■ Bagian Dokumen
------------------------------------------------
Sehari Menjelajahi Bandung Purba
{nl}
Saat termangu melihat Bandung yang disesaki gedung dan permukiman, tiba-tiba kami teringat cerita kuncen Bandung, almarhum Haryoto Kunto mengenai keberadaan Telaga atau Danau Bandung yang juga disebut Situ Hiang.
[more]
{nl}
Berbekal sedikit jiwa petualang, kita bisa menelusuri peninggalan Bandung Purba dalam satu hari. Dengan buku panduan bertajuk Geowisata: Menjelajahi Bandung Purba – Cihideung, Tagog Apu, Saguling. Sebuah perjalanan singkat bisa kita lakukan, membawa kita kembali ke zaman batu jutaan lampau sekaligus mendatangi lokasi-lokasi yang termuat dalam legenda Sangkuriang.
Ternyata buku petunjuk ini merupakan hasil kajian Pusat Penelitian dan Pengembangan Geologi, Balitbang Energi dan Sumberdaya Mineral yang berada di bawah naungan Departemen Energi dan Sumber daya Mineral.
------------------------------------------------
■ Cuplikan Data

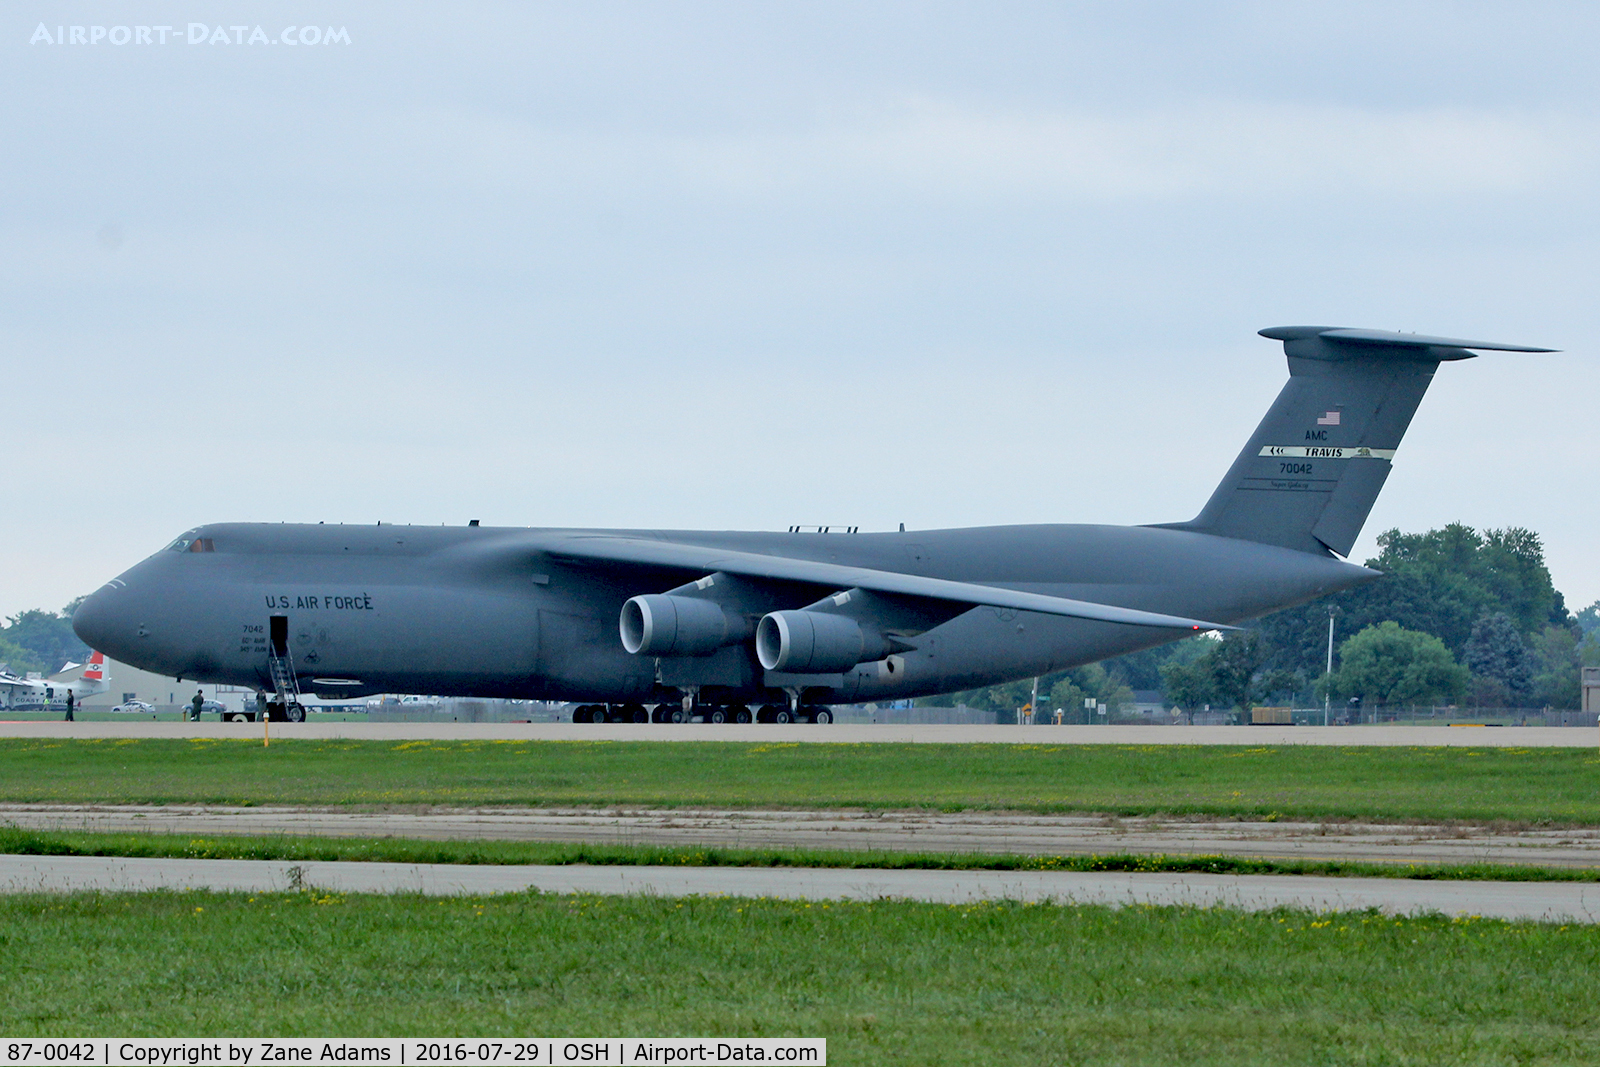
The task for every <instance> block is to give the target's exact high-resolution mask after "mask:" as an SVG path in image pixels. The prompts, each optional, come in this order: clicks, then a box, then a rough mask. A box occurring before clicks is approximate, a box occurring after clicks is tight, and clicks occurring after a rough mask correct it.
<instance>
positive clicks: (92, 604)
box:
------------------------------------------------
■ Ketentuan Soal
Dalam tulisan tentang Bandung Purba, buku panduan Geowisata: Menjelajahi Bandung Purba merupakan hasil kajian lembaga apa?

■ Jawaban Tertulis
Pusat Penelitian dan Pengembangan Geologi, Balitbang Energi dan Sumberdaya Mineral, yang berada di bawah naungan Departemen Energi dan Sumber daya Mineral.